• [Exercise requirements]
Copy out the lines of the listing below, from the line that contains "of the foliage" through the end of the listing, inclusive.

↓↓↓

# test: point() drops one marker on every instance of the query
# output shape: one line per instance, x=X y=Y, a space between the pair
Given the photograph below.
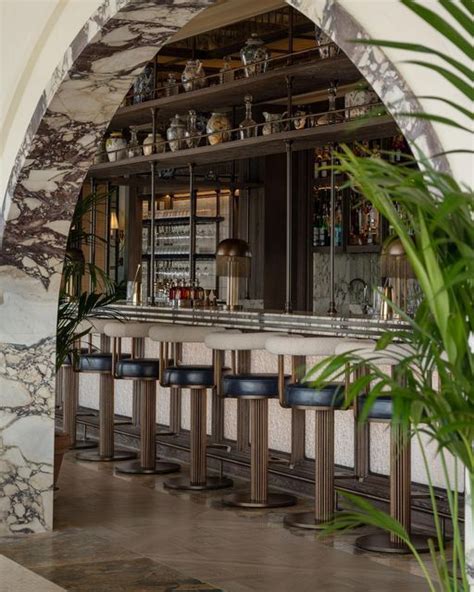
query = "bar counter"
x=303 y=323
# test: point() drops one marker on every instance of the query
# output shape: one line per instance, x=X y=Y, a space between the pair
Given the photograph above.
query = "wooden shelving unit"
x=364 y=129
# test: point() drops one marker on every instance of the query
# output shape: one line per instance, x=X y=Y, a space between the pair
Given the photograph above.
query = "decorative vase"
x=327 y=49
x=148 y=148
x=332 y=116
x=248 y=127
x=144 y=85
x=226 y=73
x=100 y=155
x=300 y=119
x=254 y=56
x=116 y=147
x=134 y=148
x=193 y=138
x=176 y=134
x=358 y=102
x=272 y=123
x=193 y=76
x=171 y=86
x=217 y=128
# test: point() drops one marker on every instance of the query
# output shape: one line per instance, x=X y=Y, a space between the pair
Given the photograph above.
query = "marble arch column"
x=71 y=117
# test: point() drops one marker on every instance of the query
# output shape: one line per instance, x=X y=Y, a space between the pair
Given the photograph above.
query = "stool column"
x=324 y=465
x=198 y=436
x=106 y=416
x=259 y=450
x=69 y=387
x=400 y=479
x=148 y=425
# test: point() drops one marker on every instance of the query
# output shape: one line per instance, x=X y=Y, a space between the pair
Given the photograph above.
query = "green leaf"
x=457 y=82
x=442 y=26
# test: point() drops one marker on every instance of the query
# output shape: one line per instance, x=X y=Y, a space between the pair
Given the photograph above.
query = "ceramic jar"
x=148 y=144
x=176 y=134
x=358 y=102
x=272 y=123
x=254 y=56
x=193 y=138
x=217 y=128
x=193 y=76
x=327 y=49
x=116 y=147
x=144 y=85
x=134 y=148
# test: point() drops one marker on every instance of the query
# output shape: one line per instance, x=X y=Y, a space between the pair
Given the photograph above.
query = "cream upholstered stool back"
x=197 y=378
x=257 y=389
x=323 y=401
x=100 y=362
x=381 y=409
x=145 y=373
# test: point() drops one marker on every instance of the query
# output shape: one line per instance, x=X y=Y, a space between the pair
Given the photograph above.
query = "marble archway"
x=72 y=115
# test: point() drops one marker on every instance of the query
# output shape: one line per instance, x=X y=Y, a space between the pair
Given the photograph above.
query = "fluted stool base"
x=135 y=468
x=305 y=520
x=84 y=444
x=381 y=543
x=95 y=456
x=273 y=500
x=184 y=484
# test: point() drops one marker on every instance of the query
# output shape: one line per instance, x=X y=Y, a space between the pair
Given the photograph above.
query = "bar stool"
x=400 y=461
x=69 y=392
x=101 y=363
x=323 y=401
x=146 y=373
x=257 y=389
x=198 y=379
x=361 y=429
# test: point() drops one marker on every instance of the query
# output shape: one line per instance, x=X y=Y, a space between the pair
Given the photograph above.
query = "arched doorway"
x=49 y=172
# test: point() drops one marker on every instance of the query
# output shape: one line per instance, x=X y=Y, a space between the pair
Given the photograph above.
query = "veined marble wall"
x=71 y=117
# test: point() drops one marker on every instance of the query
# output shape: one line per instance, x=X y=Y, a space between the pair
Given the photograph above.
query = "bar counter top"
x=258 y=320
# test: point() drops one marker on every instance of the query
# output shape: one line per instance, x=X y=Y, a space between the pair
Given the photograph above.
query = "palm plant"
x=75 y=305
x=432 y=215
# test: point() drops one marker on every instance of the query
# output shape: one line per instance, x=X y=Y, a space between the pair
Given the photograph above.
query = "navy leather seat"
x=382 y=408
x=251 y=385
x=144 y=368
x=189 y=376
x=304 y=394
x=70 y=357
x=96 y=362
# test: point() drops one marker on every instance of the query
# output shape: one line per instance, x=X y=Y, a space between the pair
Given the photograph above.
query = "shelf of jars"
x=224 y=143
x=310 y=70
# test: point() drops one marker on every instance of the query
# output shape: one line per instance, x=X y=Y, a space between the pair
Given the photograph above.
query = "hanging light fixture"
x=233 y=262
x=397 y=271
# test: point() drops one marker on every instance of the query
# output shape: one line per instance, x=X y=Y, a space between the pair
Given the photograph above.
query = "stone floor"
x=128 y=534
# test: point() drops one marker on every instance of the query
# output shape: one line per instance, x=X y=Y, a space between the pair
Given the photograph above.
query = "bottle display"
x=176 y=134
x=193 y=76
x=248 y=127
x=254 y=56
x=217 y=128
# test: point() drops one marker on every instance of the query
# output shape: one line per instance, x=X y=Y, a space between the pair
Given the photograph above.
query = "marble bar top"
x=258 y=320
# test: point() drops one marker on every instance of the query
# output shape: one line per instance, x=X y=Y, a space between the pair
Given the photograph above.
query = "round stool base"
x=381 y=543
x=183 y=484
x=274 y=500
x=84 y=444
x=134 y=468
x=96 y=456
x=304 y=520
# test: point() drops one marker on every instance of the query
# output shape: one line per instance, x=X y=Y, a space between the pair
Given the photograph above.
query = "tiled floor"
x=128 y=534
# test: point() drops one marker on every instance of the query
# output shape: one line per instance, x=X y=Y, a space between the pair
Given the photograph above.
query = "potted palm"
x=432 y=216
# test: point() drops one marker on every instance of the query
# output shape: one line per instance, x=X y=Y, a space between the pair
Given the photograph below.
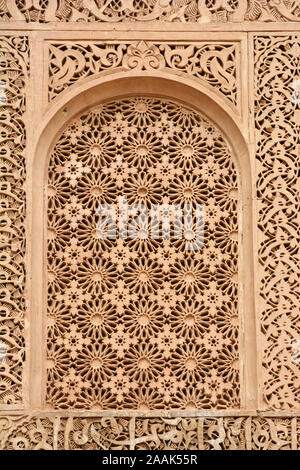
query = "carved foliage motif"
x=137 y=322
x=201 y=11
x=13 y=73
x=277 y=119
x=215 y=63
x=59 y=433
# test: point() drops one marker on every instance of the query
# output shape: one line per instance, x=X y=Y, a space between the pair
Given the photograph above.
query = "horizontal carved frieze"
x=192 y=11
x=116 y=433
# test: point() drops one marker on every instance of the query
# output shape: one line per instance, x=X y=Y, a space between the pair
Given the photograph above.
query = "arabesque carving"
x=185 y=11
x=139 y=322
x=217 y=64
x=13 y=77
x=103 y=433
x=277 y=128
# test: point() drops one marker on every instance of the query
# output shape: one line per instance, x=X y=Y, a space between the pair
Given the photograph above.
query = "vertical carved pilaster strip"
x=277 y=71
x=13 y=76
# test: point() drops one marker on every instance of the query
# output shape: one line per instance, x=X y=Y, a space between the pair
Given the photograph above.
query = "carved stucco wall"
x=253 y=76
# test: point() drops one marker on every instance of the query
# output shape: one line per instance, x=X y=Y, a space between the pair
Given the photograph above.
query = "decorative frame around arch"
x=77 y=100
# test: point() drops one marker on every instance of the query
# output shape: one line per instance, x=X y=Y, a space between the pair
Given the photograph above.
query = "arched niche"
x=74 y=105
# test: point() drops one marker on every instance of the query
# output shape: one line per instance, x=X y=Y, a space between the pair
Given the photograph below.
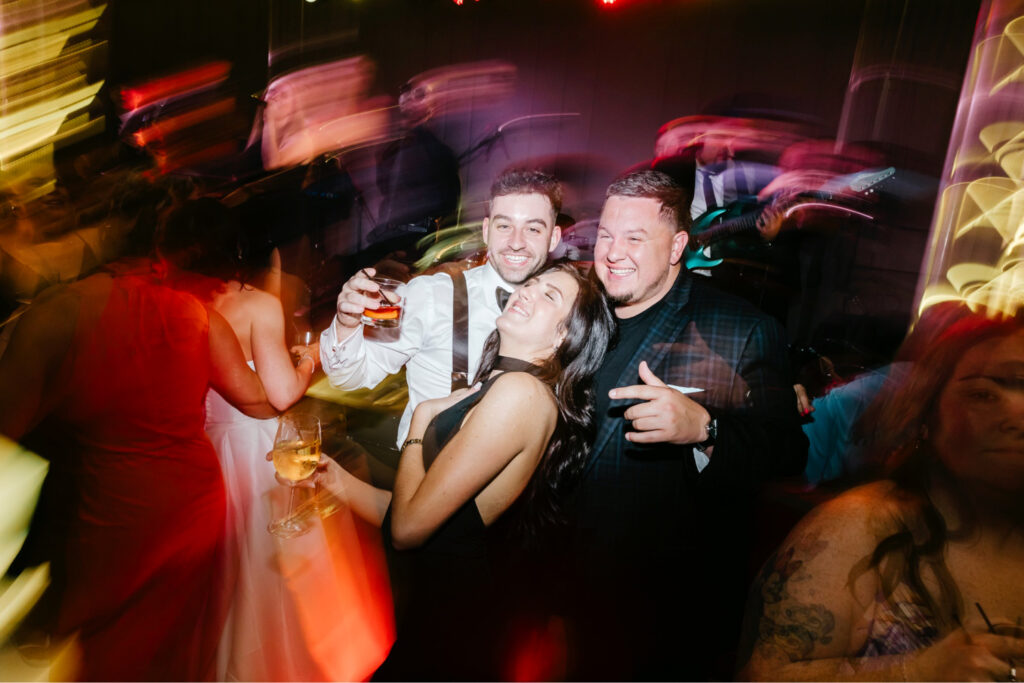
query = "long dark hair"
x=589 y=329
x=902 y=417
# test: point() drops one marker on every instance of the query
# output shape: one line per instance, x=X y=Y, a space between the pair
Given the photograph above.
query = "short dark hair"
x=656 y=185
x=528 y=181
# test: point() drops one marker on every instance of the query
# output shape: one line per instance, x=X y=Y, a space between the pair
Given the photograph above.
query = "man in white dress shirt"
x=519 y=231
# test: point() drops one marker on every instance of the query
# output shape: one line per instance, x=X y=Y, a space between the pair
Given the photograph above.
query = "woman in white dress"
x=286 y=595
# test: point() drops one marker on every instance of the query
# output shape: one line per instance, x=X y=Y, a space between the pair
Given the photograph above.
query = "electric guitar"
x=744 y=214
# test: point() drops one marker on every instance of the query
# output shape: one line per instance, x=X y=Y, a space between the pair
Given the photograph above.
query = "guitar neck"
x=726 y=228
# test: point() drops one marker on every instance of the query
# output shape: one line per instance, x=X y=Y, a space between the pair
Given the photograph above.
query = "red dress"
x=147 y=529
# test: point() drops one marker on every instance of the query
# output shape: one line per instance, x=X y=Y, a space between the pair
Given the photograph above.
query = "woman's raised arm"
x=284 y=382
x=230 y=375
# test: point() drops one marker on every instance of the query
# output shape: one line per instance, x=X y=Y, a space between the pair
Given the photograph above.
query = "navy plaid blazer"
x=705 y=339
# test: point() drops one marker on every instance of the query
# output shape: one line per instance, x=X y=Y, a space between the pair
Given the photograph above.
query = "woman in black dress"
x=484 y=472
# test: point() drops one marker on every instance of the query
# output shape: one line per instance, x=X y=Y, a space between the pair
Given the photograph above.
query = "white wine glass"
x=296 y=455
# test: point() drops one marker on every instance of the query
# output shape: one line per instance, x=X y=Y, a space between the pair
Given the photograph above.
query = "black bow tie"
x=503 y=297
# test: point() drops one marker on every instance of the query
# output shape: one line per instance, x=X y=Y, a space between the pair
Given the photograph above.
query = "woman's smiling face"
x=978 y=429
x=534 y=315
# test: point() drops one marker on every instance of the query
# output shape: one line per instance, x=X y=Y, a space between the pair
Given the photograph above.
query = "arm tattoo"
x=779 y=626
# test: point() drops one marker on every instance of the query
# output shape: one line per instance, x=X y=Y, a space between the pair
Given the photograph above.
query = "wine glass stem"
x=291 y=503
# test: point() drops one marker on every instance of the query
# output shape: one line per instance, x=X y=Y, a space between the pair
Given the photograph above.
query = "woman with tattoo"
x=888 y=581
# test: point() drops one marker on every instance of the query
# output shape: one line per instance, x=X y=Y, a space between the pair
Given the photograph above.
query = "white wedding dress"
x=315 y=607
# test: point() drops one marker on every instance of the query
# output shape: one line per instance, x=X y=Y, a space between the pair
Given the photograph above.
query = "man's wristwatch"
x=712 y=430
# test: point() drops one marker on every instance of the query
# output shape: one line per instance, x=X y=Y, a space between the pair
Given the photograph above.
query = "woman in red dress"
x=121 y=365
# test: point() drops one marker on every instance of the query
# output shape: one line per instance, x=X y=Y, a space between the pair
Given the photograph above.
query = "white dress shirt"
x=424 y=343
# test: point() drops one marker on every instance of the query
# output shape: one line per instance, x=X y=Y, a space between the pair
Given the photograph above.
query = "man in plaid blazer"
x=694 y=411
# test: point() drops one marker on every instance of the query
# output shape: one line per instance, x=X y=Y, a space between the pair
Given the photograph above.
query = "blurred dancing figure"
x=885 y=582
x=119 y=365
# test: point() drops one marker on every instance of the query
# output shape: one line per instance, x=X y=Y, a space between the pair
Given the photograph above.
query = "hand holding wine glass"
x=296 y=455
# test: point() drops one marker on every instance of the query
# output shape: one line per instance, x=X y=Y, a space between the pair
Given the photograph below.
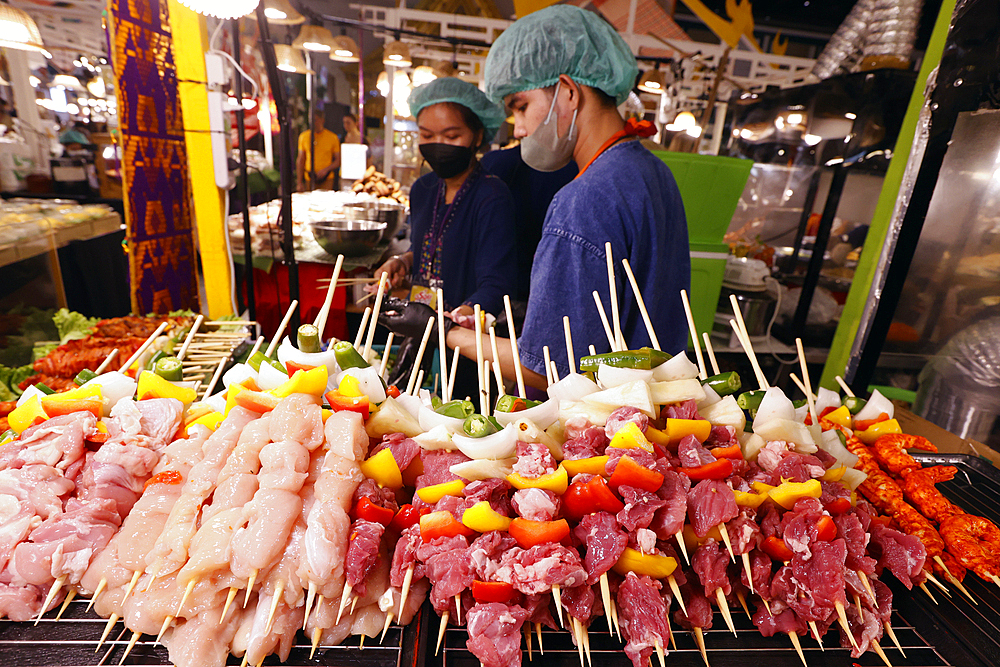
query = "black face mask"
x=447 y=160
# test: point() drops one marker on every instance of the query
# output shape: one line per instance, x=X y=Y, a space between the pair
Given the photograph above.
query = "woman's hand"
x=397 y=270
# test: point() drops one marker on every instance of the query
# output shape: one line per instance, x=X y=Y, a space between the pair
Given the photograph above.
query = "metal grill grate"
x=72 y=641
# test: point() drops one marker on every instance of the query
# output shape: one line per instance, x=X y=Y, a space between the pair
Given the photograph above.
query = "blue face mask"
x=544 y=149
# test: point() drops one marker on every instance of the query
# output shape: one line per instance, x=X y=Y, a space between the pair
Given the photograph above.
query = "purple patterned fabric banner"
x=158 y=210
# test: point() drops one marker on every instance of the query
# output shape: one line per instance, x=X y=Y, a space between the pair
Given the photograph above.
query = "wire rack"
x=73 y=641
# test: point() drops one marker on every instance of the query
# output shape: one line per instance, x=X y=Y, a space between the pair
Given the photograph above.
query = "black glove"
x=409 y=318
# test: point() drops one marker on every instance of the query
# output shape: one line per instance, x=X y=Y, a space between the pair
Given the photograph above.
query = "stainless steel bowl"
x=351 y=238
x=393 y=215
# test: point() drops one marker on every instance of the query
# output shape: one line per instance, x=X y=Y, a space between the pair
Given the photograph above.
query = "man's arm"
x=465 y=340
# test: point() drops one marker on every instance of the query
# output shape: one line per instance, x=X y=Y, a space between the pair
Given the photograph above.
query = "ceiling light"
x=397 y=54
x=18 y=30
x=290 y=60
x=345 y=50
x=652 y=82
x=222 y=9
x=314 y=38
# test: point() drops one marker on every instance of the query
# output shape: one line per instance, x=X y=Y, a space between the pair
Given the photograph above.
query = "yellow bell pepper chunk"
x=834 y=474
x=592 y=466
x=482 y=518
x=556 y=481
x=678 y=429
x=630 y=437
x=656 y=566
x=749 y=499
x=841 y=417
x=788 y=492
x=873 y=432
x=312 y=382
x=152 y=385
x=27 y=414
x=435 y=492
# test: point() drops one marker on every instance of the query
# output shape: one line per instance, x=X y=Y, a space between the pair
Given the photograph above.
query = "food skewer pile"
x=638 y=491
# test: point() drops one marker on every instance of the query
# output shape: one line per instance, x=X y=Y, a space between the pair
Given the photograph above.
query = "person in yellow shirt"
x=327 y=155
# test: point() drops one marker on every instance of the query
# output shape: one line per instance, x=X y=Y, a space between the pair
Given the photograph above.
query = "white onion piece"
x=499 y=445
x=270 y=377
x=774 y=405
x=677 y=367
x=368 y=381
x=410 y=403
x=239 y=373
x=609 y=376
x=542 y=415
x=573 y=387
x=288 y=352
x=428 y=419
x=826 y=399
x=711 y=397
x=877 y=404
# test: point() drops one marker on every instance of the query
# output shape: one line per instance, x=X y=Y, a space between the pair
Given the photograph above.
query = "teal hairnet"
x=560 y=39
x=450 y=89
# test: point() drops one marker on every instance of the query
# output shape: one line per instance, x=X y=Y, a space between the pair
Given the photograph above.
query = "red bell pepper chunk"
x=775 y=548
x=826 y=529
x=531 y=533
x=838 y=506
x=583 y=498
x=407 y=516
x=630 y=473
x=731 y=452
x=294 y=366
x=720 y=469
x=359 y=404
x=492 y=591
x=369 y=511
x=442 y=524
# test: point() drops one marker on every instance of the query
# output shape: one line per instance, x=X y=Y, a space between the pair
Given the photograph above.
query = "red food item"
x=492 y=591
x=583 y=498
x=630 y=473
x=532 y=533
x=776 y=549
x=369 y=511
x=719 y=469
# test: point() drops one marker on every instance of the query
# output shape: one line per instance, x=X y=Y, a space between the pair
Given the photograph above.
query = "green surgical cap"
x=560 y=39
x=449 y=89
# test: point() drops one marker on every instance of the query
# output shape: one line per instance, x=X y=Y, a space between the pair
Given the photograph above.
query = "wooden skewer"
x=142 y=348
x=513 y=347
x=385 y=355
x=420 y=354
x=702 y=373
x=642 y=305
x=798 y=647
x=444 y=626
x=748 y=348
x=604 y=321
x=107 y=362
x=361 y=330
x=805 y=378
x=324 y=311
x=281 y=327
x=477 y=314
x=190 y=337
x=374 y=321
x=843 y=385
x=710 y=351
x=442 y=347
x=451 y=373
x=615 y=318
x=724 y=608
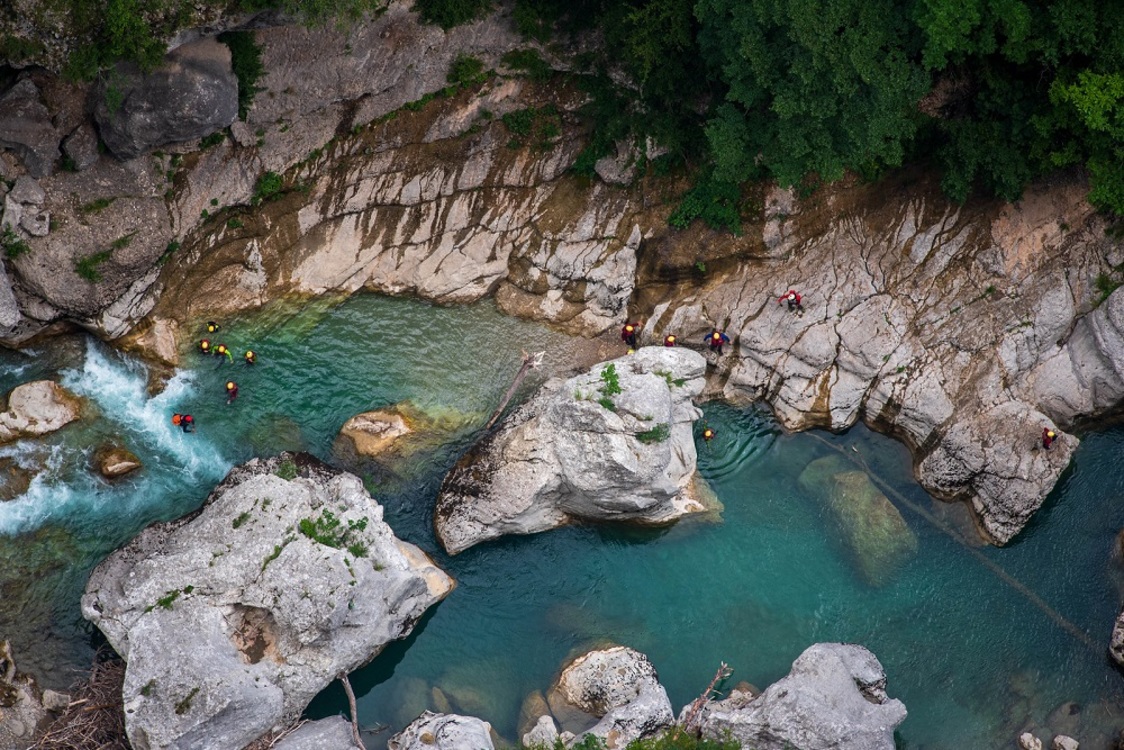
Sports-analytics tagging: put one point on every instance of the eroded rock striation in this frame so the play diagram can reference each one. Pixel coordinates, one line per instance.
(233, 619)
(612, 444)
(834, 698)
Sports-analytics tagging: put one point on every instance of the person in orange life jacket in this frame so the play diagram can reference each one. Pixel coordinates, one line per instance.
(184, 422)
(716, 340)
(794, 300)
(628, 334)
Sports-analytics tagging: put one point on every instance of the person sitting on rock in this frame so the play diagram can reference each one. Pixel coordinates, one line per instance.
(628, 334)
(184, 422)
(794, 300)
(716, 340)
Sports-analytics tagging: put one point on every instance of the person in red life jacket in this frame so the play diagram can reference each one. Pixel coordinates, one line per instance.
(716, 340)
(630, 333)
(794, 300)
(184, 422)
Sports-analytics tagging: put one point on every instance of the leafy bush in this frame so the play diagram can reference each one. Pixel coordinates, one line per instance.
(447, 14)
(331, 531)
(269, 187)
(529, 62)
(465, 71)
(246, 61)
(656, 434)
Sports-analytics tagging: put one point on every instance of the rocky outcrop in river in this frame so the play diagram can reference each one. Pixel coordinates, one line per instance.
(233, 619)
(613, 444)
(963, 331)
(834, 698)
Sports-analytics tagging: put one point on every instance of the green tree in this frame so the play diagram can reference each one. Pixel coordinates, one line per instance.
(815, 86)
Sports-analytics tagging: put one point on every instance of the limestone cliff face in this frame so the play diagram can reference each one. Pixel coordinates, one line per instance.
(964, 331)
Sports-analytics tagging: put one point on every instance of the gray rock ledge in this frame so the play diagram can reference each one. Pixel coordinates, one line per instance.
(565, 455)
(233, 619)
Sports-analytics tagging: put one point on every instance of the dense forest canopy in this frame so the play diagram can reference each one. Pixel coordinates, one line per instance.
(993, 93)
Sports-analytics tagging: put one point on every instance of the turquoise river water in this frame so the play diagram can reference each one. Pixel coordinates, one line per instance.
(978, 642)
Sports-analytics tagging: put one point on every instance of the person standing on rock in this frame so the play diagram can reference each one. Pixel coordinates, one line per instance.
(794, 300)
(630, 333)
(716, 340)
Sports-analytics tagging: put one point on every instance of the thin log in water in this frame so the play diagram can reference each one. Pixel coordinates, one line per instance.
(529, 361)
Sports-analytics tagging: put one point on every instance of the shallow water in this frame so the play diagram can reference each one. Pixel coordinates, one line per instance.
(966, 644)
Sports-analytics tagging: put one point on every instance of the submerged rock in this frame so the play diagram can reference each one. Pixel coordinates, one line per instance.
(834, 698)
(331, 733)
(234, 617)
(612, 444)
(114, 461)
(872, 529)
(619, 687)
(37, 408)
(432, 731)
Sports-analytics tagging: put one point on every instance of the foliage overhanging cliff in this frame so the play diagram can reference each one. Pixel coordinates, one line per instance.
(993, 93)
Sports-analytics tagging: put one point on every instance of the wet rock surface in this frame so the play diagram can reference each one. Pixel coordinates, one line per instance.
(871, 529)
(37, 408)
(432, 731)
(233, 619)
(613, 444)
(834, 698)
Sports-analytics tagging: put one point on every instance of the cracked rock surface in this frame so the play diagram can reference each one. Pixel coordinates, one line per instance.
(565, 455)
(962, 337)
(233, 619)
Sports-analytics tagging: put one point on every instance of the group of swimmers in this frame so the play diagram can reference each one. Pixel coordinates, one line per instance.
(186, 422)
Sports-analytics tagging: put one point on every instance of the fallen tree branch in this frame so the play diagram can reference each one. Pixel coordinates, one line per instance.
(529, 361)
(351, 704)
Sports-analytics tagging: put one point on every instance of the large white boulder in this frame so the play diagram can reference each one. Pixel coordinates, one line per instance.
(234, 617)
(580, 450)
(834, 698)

↑↑↑

• [Answer to the problem]
Sports-analytics tagging: put one point on every instance of the foliage overhanging cliff in this frame so the play diagram can reference each one. Pixel coordinates, one line per instance.
(993, 93)
Sports-analytics tagging: put one point on every instance of the wet rock surface in this frame so the play diagram can reference each one. Pixel coordinates, one line per instance.
(871, 529)
(37, 408)
(432, 731)
(233, 619)
(613, 444)
(834, 698)
Sports-analytics tagging: put one point on every instance of the cracked rock surface in this frame so the play diagram can reference each one. Pixel coordinates, one line per instance.
(565, 455)
(962, 337)
(233, 619)
Sports-analytics tagging: put one point on every instance of the group of swimmers in this frame so the play diagram can reference each one. Pixel coordinates, one line per instance.
(186, 422)
Sports-analytics tagging: put one point on every instance of the fallen tree branch in this frame so the play diagram can reference each one. Pixel coordinates, one line per instance.
(529, 361)
(351, 704)
Sports-analytics tagging: put one point on every instance of the large white boulder in this frame so the play diagram can reference each one. Pixel coordinates, one line per instance.
(234, 617)
(580, 450)
(834, 698)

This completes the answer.